* **What the exercise asks**: List every line in the listing below that contains the word "tall". Case counts.

* **Data extract**:

* begin *

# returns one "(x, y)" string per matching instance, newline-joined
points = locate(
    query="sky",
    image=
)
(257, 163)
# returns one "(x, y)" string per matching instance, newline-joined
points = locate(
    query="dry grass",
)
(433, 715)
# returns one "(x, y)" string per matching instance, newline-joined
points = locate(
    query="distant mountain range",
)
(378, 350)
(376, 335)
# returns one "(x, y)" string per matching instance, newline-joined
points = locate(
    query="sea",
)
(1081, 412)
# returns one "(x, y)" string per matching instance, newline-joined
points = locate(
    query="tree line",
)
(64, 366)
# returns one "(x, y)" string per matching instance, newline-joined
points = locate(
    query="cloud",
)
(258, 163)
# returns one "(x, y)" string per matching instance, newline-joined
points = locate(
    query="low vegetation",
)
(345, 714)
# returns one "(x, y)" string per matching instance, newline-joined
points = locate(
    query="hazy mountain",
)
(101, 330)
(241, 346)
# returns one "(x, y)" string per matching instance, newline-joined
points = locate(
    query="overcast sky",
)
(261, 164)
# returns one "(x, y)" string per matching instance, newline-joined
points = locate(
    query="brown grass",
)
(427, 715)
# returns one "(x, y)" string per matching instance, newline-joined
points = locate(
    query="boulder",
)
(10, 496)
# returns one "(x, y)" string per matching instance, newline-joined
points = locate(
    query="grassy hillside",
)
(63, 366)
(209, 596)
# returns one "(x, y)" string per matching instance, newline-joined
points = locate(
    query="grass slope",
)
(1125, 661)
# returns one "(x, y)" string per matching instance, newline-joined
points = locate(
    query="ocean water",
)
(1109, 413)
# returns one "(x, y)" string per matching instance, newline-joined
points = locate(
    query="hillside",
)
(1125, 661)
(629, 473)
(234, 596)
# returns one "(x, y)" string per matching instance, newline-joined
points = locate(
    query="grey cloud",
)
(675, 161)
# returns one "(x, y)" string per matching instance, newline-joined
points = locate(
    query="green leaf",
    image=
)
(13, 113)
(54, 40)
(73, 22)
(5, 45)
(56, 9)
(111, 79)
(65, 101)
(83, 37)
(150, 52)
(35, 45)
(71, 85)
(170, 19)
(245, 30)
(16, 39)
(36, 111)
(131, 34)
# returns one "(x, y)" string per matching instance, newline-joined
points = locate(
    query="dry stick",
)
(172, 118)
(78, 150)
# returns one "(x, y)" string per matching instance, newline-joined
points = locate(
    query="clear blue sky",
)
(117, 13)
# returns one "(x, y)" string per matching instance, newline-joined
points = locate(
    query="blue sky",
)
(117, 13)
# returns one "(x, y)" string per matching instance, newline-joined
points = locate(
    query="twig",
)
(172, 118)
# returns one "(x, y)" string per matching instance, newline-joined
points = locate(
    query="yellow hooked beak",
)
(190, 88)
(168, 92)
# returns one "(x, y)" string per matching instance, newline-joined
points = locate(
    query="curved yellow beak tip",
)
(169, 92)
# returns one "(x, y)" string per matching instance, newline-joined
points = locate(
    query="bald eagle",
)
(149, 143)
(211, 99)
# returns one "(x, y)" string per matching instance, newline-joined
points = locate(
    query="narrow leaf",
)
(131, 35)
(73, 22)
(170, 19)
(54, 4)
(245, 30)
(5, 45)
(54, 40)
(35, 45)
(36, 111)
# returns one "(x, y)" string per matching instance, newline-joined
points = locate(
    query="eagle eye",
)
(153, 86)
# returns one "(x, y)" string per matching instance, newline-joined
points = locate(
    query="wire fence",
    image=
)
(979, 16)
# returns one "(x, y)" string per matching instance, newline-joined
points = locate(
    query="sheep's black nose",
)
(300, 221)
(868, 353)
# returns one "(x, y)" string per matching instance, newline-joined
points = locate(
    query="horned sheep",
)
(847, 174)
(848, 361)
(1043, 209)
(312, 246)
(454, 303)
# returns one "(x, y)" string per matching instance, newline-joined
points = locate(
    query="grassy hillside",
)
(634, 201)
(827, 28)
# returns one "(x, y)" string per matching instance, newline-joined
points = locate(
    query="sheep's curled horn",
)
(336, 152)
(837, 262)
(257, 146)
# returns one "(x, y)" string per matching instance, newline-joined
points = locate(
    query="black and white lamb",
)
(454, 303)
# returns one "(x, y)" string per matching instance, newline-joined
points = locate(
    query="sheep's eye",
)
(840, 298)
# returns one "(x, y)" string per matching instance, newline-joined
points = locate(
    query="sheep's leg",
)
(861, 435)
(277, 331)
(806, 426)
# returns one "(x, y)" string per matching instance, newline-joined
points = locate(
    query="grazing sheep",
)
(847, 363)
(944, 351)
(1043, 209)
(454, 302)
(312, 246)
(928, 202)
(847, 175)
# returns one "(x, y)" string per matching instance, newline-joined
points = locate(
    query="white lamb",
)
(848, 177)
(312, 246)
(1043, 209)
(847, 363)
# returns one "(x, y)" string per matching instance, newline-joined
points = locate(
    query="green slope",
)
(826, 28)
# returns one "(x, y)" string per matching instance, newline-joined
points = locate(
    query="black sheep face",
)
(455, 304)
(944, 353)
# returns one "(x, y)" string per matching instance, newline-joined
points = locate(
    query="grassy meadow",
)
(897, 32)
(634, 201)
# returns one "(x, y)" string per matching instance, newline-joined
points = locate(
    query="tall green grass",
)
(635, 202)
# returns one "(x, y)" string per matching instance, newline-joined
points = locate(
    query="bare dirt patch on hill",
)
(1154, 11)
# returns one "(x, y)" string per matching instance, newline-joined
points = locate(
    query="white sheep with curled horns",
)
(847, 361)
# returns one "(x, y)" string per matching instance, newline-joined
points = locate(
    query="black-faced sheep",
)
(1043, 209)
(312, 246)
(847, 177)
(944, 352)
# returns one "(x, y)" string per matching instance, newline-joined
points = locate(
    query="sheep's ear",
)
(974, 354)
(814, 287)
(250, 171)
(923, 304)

* end *
* begin *

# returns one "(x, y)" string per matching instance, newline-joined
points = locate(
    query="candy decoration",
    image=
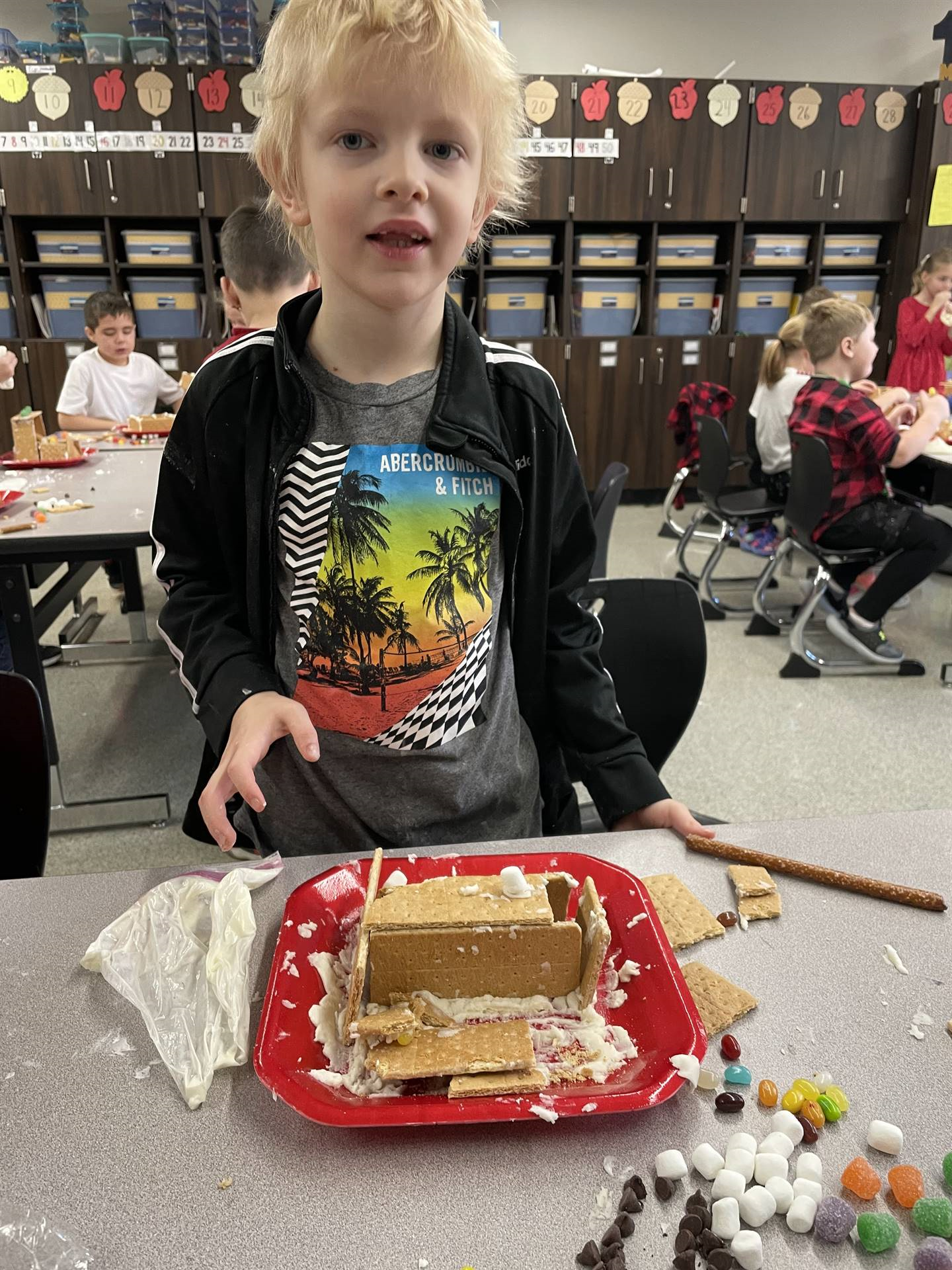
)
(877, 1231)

* end *
* begin *

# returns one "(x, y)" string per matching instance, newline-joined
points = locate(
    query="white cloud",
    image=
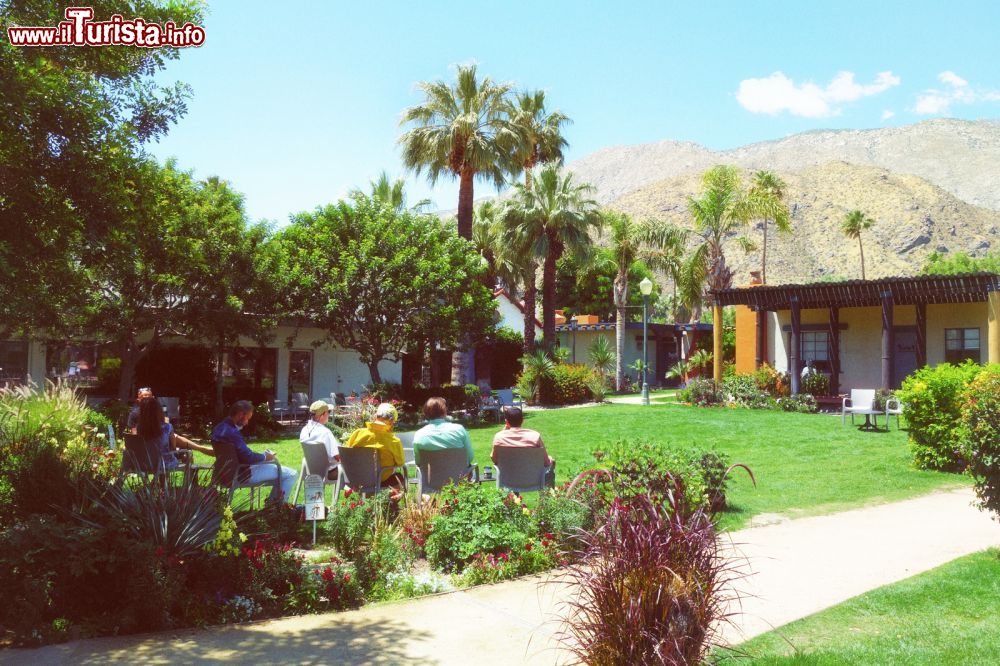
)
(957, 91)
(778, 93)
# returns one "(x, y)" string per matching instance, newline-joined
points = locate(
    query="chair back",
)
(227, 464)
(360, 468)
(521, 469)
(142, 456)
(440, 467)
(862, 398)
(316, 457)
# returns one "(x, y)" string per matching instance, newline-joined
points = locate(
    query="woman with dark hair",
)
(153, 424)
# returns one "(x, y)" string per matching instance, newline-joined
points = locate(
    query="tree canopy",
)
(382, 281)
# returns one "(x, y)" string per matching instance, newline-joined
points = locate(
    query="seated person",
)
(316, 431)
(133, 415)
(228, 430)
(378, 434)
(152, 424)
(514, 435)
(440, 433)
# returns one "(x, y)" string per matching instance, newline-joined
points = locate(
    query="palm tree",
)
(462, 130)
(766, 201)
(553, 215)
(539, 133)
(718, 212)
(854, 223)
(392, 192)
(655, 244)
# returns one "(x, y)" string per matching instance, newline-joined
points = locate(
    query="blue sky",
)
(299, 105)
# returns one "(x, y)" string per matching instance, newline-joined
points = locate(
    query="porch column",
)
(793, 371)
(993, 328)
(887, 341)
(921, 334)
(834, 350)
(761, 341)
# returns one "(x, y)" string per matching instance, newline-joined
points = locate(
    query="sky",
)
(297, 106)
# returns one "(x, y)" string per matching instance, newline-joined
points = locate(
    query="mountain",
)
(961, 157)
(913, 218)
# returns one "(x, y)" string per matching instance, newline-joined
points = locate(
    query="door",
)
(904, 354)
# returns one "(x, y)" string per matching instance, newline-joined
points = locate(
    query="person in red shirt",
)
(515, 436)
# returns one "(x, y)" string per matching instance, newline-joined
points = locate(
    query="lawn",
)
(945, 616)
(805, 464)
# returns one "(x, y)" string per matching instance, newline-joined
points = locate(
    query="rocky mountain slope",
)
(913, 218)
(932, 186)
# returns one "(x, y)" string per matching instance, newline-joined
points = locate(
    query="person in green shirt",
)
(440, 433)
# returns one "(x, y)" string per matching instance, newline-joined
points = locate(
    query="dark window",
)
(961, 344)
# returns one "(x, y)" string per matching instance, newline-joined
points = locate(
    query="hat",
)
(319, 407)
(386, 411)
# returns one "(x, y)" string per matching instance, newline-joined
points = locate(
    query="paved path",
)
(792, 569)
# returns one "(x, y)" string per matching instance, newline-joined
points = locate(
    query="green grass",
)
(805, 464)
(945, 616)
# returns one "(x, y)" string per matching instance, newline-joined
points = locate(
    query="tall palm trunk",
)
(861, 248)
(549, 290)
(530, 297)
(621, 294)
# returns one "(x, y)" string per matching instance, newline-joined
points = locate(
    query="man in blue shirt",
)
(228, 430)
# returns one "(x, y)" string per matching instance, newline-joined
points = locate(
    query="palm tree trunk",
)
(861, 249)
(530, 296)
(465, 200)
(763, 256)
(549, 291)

* end *

* **Result of the exercise**:
    query="tall green grass",
    query="tall palm trunk",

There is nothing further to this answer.